### WRITTEN TASKS
A. In the blog post about grief, how many days before the call did the divorce become final?
B. Retype the blog post about grief between "But today I" and "way too seriously.", inclusive.
C. Write the next few sentences of the blog post about grief, picking up after its last sentence.

### TEXT SEGMENT
•••••
Then I want to tell you.

Then I think to myself that it’s too much information. It’s too sad. It’s weird to share on a public blog and I’m somehow trying to profit off of something tragic. It’s Gracie’s story so much more than mine and I need to be very careful about what I tell and how I tell it.

Then I find a way to write about it and instead of horribly depressing, it sounds flip. I have a wickedly dark sense of humor with a healthy streak of sarcasm. I worry how you will read it. I don’t want to come off like a cold heartless witch. I don’t want to hurt people I love.

So I wait. And I write. And I save unpublished. And I delete. And so goes this cycle.

But today I woke up and realized it was his birthday. It would be his 43rd birthday if he were still with us. And I feel compelled to write about it. Not so that you will feel sorry for us. Not even so that you will find yourself in a mad rush to hire a photographer. But so that you understand a little why I talk about the things I talk about and why sometimes I probably take this job way too seriously.

7 years ago this coming July, I was in Seattle when I got the call that nobody wants to get. David’s car was in an accident and the driver had perished. I didn’t need to wait for a positive I.D.. I knew. I still want to say so badly that he was my husband. But the truth is that our divorce was final about 10 days prior to the call. Our split was (at least on my end) not for a lack of love. Sometimes love just isn’t enough and this was the case with us.

One more disclaimer. I don’t want to sound like the only person who has lost someone they love. If you’re my age, you’ve probably experienced an untimely death. My grief was no easier or more difficult than anyone else’s But it is a unique kind of grief to lose the father of your young child. It’s crazy making to feel like a widow when you officially are not. Grief is a solo trip. No matter how much love and support you have around you, you’re on your own shitty grief train by your lonesome. It doesn’t hurt worse, it just hurts different.

In the interest of keeping Gracie’s story her own, I won’t go into all of the details of how everything went down in the following days. Other than suffice to say, having to break that news to her was by far the most difficult thing I have ever done. I planned to tell her in the morning and yet, I found myself avoiding her. I watched her play with her cousins and be happy and joyful. Seeing her happy all the while knowing that I was about to tell her something that would completely reshape the rest of her little life in the most painful way. It was horrible and I never wish that conversation on anybody.
•••••
Source data
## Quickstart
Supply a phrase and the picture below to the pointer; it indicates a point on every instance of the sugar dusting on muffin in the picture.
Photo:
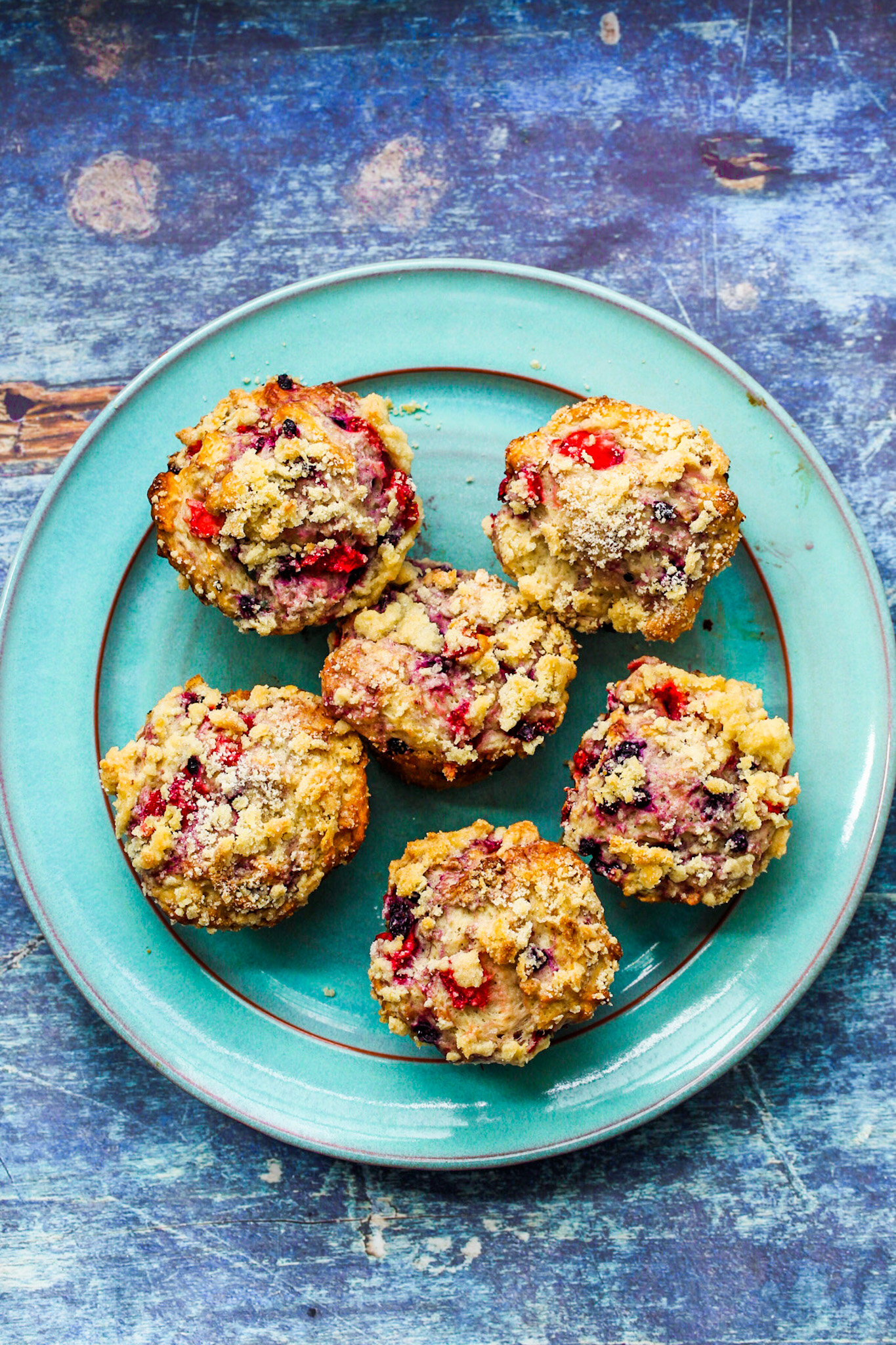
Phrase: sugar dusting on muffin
(616, 516)
(288, 506)
(495, 939)
(234, 807)
(679, 790)
(452, 674)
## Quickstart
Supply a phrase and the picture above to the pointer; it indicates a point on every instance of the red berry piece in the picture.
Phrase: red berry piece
(402, 487)
(202, 523)
(150, 806)
(672, 699)
(465, 997)
(531, 478)
(402, 959)
(586, 758)
(595, 449)
(332, 560)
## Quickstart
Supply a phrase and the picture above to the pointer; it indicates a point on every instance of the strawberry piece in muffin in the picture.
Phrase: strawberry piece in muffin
(452, 676)
(679, 790)
(232, 808)
(288, 506)
(494, 940)
(616, 516)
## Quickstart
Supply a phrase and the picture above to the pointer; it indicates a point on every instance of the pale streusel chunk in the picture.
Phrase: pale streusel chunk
(495, 939)
(450, 676)
(288, 506)
(679, 790)
(232, 808)
(616, 516)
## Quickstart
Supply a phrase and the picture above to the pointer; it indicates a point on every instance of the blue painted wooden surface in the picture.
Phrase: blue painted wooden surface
(729, 164)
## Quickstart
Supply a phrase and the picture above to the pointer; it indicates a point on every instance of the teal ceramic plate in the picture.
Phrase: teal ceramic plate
(96, 631)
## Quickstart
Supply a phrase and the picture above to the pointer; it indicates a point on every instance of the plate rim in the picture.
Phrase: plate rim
(888, 648)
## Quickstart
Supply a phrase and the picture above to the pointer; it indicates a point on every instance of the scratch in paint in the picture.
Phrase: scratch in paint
(675, 295)
(743, 64)
(775, 1143)
(10, 961)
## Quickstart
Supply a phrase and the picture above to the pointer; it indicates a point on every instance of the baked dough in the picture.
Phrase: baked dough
(288, 506)
(495, 939)
(450, 676)
(616, 516)
(679, 790)
(232, 808)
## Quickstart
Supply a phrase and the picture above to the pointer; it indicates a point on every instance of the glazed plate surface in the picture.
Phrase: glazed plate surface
(96, 630)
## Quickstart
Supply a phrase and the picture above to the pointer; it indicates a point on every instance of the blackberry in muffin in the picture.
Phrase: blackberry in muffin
(679, 790)
(288, 506)
(495, 939)
(232, 808)
(450, 676)
(616, 516)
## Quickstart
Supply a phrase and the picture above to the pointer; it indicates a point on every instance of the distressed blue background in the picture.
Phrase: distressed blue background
(729, 164)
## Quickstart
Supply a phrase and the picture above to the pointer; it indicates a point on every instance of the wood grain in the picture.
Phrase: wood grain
(730, 165)
(42, 424)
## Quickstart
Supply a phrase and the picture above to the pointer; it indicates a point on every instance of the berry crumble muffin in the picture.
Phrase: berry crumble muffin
(495, 939)
(616, 516)
(452, 676)
(679, 790)
(288, 506)
(232, 808)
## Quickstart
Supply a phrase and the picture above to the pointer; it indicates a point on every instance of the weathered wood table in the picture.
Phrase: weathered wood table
(731, 165)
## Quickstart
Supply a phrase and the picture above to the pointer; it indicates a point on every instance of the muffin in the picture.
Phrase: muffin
(450, 676)
(232, 808)
(679, 790)
(495, 939)
(616, 516)
(288, 506)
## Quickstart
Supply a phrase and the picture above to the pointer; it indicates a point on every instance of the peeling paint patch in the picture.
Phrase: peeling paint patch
(100, 49)
(740, 298)
(116, 197)
(610, 32)
(399, 187)
(744, 163)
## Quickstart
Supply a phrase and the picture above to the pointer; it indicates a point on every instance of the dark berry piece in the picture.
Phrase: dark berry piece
(398, 914)
(526, 732)
(712, 805)
(736, 843)
(586, 758)
(628, 748)
(534, 959)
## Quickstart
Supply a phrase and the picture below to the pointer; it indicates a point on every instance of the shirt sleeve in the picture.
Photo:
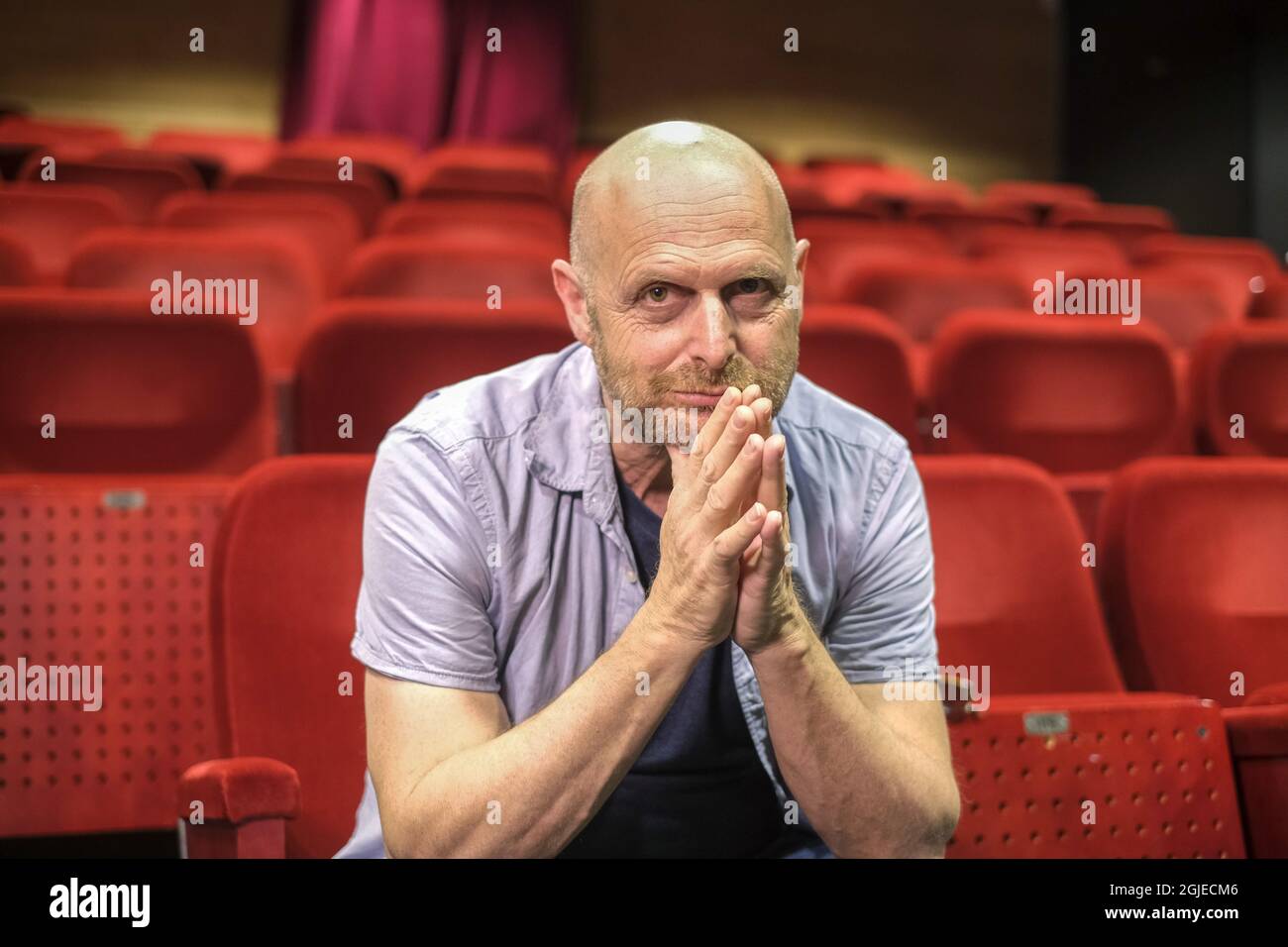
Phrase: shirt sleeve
(425, 578)
(884, 628)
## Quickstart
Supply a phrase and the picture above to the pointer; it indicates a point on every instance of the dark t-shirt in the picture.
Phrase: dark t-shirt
(698, 789)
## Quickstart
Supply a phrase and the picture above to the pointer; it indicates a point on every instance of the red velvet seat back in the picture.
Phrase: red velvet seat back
(375, 359)
(1073, 393)
(1010, 587)
(290, 282)
(1194, 567)
(1243, 369)
(861, 356)
(129, 392)
(287, 569)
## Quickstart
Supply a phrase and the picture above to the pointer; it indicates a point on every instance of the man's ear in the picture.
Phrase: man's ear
(802, 256)
(574, 298)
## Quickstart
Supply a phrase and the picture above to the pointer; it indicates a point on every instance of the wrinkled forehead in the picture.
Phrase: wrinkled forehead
(697, 206)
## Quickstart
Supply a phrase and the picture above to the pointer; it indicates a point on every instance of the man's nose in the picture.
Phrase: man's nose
(712, 337)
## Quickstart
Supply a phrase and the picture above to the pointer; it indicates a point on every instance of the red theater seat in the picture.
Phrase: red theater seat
(22, 137)
(17, 262)
(141, 179)
(1185, 303)
(861, 356)
(1037, 196)
(51, 219)
(368, 193)
(1194, 553)
(1078, 397)
(1064, 392)
(326, 226)
(217, 154)
(288, 282)
(1010, 587)
(1039, 253)
(102, 570)
(896, 198)
(1013, 595)
(1155, 768)
(960, 222)
(288, 694)
(128, 390)
(572, 171)
(1243, 265)
(390, 155)
(496, 221)
(1125, 222)
(487, 170)
(450, 269)
(1243, 369)
(921, 294)
(838, 244)
(374, 360)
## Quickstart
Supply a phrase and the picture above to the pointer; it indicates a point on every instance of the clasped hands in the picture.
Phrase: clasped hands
(724, 567)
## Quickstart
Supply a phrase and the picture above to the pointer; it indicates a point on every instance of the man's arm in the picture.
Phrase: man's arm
(454, 779)
(874, 776)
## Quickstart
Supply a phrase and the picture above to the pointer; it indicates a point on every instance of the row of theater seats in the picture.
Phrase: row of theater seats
(136, 392)
(252, 712)
(464, 218)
•••••
### RESPONSES BY TASK
A. About 10 days.

B.
But today I woke up and realized it was his birthday. It would be his 43rd birthday if he were still with us. And I feel compelled to write about it. Not so that you will feel sorry for us. Not even so that you will find yourself in a mad rush to hire a photographer. But so that you understand a little why I talk about the things I talk about and why sometimes I probably take this job way too seriously.

C.
Gracie and I had taken the trip to Seattle for my dear friend, Elizabeth’s wedding. Elizabeth and I have this weird symbiotic relationship. It seems when one of us is up, the other is down. I can’t think of a more extreme instance than this one. We take care of each other that way. This photograph was taken on the night before we left. He brought over pizza and those weird pizza dough cinnamon rolls for dinner. He read Gracie books, and for whatever reason the light was beautiful and I pulled out my camera. In Gracie’s arms, her “pinky” (pink blanket) and her Papa.

I took a lot of photographs of David in my life. But even with the skill and the equipment at my disposal, I shudder thinking of all of the images I missed out on. Many because I was too much of a snob to take a snapshot. If the light wasn’t perfect, I didn’t want to bother. I hardly have any shots of us as a family. I was always the shooter.

I shouldn’t complain, but even with all of the photos I have, they will never be enough. When I look at them, I smile but there is always this lingering pain in my gut knowing I won’t get anymore. There won’t be any new ones. Gracie is almost 11 now and in all of the photos I have of her with her Papa, she will never be older than 4. Every once in a while someone will post a photo of him on Facebook, or show me one I haven’t seen before and it seriously feels like Christmas morning. Those random snapshots are a gift that I can’t even explain.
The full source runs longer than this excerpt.